[Rows from a dataset]

— Start —

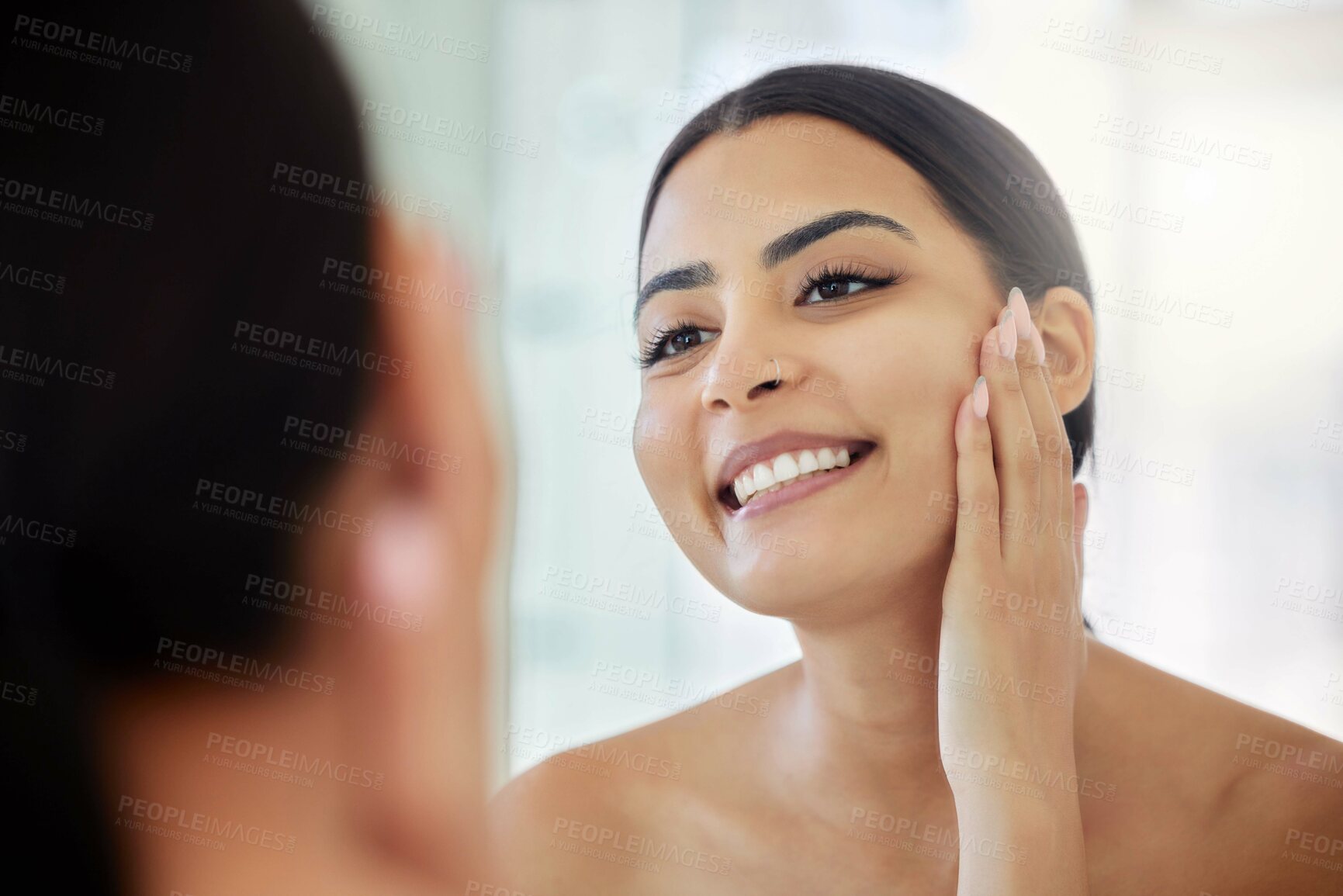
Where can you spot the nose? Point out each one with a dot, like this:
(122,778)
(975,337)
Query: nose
(733,380)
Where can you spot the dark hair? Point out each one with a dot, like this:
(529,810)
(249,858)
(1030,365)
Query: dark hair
(156,227)
(986,180)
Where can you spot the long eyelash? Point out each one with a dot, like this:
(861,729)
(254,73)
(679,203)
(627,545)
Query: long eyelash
(849,272)
(659,339)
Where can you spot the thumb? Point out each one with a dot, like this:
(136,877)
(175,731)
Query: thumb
(1082,505)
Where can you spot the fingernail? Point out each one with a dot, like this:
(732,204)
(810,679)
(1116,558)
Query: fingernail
(1038,345)
(1008,335)
(1021,312)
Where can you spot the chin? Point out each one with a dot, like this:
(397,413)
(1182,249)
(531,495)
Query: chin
(825,578)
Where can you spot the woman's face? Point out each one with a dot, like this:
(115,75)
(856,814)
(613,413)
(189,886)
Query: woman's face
(874,319)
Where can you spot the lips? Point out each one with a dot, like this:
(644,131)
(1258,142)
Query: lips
(781,462)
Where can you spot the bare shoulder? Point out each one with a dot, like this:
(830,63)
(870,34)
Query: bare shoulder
(583,821)
(1225,797)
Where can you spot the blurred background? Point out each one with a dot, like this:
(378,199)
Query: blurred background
(1196,143)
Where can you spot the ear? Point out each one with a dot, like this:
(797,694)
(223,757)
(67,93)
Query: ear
(1068,328)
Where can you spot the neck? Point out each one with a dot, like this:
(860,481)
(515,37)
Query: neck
(864,718)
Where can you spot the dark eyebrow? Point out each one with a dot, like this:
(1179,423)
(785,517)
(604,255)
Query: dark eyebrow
(698,275)
(685,277)
(795,240)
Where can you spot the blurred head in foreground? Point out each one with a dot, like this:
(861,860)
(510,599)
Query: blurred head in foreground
(244,477)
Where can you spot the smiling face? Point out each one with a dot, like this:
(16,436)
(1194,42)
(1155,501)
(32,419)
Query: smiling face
(802,240)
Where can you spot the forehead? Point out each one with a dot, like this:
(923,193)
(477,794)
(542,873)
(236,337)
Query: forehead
(735,192)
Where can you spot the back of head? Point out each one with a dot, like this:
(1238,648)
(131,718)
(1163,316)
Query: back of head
(144,229)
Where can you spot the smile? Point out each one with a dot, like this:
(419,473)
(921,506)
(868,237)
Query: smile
(790,476)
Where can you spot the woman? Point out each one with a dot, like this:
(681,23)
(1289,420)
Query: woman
(874,293)
(238,640)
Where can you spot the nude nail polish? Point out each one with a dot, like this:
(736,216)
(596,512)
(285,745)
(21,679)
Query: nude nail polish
(1021,313)
(1008,335)
(981,398)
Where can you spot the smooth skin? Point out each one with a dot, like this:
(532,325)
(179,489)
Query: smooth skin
(888,760)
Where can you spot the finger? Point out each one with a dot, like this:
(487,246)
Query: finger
(402,695)
(977,484)
(1048,426)
(1016,455)
(1082,508)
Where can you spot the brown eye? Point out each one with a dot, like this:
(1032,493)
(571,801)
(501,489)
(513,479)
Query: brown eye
(833,289)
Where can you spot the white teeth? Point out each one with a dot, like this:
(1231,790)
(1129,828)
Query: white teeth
(763,476)
(784,469)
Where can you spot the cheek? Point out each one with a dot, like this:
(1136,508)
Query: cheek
(909,380)
(665,453)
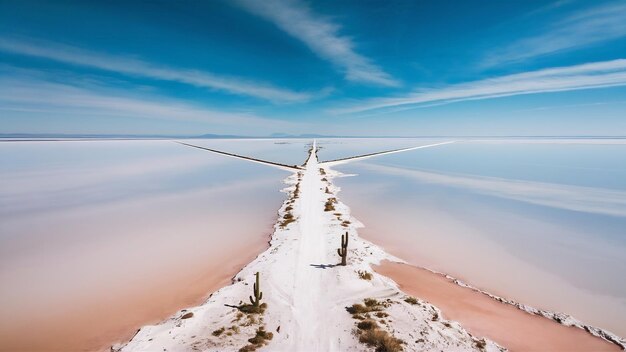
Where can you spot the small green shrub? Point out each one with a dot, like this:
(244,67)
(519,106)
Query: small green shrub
(364,275)
(411,300)
(218,332)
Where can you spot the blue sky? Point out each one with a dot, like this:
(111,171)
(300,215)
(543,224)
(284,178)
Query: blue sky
(405,68)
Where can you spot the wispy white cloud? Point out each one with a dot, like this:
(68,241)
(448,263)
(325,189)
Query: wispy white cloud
(580,29)
(138,68)
(575,198)
(584,76)
(21,93)
(322,36)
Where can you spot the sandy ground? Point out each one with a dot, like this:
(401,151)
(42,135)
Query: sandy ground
(306,292)
(483,316)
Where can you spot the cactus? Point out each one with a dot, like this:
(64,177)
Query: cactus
(258,295)
(343,251)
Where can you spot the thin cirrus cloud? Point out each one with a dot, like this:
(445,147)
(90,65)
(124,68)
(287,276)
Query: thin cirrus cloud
(580,29)
(321,36)
(137,68)
(585,76)
(574,198)
(33,95)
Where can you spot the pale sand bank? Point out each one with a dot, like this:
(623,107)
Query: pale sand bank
(481,315)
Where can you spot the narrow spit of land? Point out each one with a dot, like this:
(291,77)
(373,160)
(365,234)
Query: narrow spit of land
(310,302)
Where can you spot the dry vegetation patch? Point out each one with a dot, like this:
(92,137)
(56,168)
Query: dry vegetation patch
(369,331)
(364,275)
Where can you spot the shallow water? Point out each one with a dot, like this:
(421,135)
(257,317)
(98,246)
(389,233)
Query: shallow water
(541,222)
(99,238)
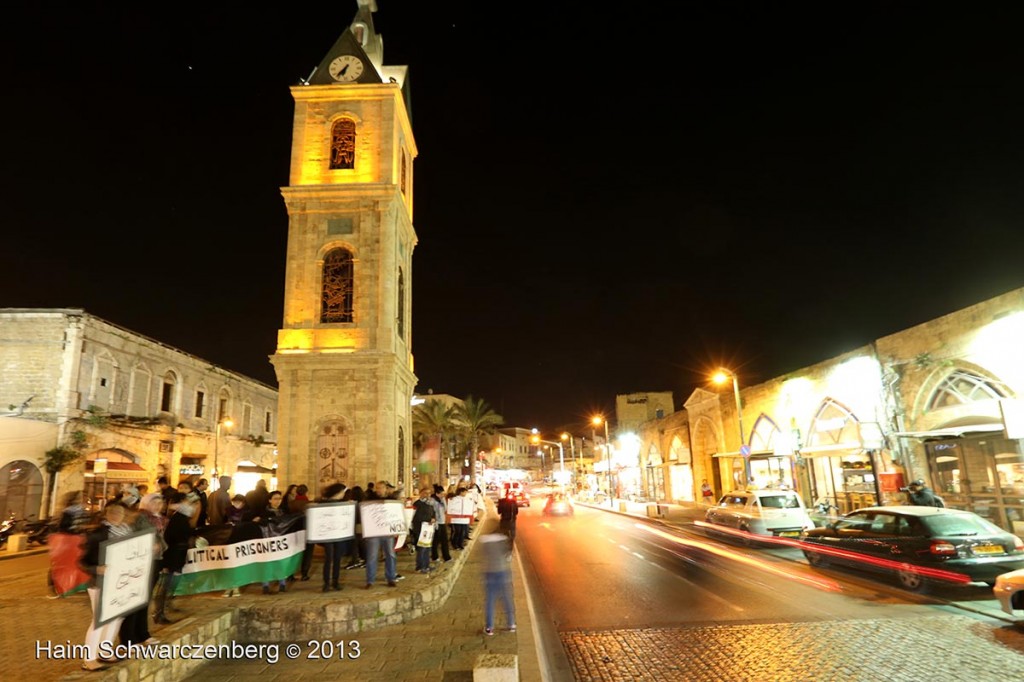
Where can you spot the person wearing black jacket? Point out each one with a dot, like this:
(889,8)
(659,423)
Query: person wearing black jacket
(424,514)
(176,535)
(113,526)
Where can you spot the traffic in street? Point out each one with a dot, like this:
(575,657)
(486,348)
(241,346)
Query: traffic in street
(633,598)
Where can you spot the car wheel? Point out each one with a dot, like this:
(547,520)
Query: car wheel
(815,559)
(748,540)
(912,581)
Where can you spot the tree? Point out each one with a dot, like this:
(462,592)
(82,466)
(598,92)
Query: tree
(432,419)
(476,419)
(54,462)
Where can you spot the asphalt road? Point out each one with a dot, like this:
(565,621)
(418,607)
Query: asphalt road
(629,599)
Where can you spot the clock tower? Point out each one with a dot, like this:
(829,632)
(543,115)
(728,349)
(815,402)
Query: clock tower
(344,360)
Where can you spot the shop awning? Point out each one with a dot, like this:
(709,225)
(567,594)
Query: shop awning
(836,450)
(119,471)
(252,468)
(952,431)
(756,455)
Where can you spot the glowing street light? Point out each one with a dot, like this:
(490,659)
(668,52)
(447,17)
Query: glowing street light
(597,421)
(226,423)
(721,377)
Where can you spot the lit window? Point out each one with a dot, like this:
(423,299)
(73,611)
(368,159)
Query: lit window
(337,292)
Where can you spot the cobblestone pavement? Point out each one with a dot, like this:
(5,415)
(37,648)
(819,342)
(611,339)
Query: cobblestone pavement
(931,647)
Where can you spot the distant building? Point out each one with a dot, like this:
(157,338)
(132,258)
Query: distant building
(632,410)
(137,406)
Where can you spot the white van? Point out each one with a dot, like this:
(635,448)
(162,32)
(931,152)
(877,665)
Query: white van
(765,512)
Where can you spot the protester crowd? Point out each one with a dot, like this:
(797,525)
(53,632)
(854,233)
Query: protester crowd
(186,516)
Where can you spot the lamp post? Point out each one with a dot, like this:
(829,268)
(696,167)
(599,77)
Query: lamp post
(565,436)
(607,456)
(227,423)
(720,378)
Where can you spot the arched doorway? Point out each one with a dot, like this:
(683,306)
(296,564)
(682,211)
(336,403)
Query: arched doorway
(20,488)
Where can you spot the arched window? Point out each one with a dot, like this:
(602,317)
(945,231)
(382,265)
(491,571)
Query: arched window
(20,488)
(332,449)
(962,387)
(401,455)
(343,144)
(401,303)
(336,305)
(763,434)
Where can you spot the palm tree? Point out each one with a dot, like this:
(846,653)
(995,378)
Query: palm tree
(432,419)
(476,419)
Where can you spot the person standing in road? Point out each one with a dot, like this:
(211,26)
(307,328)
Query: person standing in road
(508,510)
(380,545)
(922,496)
(204,502)
(440,533)
(498,579)
(219,503)
(113,526)
(425,513)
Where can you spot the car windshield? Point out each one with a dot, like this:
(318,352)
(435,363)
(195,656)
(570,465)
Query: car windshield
(779,502)
(961,524)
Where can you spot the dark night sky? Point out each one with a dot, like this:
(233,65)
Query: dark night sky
(607,201)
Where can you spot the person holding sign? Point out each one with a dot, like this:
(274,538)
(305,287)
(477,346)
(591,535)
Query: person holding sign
(383,520)
(423,520)
(113,526)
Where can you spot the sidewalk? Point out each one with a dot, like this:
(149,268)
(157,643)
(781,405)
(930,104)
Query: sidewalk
(430,627)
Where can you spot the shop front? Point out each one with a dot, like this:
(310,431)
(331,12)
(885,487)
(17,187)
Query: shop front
(840,460)
(111,470)
(977,468)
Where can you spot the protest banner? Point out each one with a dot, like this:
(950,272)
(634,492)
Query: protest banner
(271,552)
(384,517)
(127,570)
(330,521)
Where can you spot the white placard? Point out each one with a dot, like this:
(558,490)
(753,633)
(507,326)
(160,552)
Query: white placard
(461,510)
(124,585)
(426,535)
(330,521)
(383,517)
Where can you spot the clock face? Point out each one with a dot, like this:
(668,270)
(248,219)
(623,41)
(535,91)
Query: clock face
(345,69)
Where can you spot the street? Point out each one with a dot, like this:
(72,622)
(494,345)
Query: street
(632,599)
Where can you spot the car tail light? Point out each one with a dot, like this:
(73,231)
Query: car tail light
(942,548)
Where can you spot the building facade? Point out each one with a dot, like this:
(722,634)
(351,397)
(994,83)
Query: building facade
(344,360)
(127,403)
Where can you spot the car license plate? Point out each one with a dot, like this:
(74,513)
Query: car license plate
(988,549)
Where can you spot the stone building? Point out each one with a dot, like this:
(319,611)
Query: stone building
(344,360)
(137,406)
(937,401)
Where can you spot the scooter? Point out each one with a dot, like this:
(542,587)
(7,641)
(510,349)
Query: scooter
(8,527)
(39,531)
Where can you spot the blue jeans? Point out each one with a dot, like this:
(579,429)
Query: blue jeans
(373,548)
(499,584)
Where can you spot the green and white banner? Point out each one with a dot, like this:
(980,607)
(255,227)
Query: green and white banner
(225,566)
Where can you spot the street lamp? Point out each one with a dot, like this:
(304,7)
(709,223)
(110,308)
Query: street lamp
(566,436)
(597,421)
(720,378)
(226,423)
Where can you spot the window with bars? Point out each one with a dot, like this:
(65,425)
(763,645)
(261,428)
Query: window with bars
(343,144)
(401,303)
(337,291)
(962,387)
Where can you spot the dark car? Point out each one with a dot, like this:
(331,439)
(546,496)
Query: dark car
(918,544)
(558,505)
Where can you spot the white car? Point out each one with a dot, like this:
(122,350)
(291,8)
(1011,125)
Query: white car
(1010,591)
(763,512)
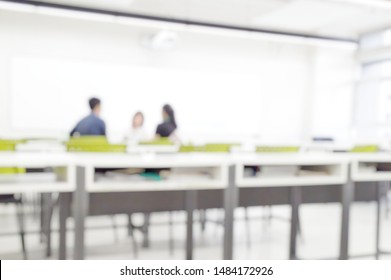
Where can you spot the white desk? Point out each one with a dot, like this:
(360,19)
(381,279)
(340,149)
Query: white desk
(184,165)
(371,167)
(61,179)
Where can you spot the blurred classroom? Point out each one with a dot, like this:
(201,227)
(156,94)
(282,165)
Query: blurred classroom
(195,129)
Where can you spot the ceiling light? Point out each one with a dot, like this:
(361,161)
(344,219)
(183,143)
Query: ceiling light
(75,14)
(383,4)
(17,7)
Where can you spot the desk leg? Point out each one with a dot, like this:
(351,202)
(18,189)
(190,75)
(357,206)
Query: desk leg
(80,211)
(379,192)
(191,204)
(347,198)
(230,203)
(295,204)
(64,204)
(47,207)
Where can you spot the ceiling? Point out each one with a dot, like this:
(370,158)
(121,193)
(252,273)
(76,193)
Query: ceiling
(332,18)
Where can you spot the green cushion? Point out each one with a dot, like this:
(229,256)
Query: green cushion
(158,142)
(93,144)
(191,148)
(277,149)
(8,144)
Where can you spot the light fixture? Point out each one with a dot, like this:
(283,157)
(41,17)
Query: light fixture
(17,7)
(173,26)
(382,4)
(75,14)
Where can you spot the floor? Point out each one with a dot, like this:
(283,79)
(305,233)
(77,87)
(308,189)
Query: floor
(261,238)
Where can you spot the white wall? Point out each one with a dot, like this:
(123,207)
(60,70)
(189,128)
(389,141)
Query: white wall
(221,87)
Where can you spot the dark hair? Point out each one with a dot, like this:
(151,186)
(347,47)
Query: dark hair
(93,102)
(139,113)
(171,114)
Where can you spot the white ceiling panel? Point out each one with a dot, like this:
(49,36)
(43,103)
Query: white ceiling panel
(339,18)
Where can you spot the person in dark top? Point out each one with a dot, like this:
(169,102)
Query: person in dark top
(91,124)
(168,126)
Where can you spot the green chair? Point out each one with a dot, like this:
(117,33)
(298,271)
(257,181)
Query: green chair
(92,144)
(191,148)
(162,141)
(10,145)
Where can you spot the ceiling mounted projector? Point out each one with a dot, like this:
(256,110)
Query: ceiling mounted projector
(162,40)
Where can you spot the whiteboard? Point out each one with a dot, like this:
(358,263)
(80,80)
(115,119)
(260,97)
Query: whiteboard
(51,94)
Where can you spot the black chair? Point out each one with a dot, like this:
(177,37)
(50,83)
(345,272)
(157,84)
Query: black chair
(7,199)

— End —

Take the line that contains "Where can you spot the white ceiling" and every line after it through the end of the listing above, and repeat them exactly.

■ RESPONSE TO THIS TASK
Where can you spot the white ceiling panel? Point out each one with a dot, like this:
(49,36)
(43,103)
Query: white ceiling panel
(339,18)
Where can you spot the person in dark top? Point out each one with a dot, like this:
(169,102)
Query: person in dark top
(91,124)
(168,126)
Where can you spot the green chair? Point out each one with a dot, like this:
(117,33)
(298,271)
(257,181)
Query: green chair
(92,144)
(191,148)
(162,141)
(10,145)
Where can you spot the ceiling mounted projector? Point out each one with a dot, like this:
(256,110)
Query: ceiling mounted projector
(162,40)
Where can you spot the whiteboard? Point out each one with a dot, like this:
(358,263)
(80,80)
(115,119)
(260,97)
Query: whiteboard
(51,94)
Where can you spot the black chair? Point out each one with a dot, like this:
(177,37)
(50,83)
(345,272)
(157,84)
Query: black chair
(7,199)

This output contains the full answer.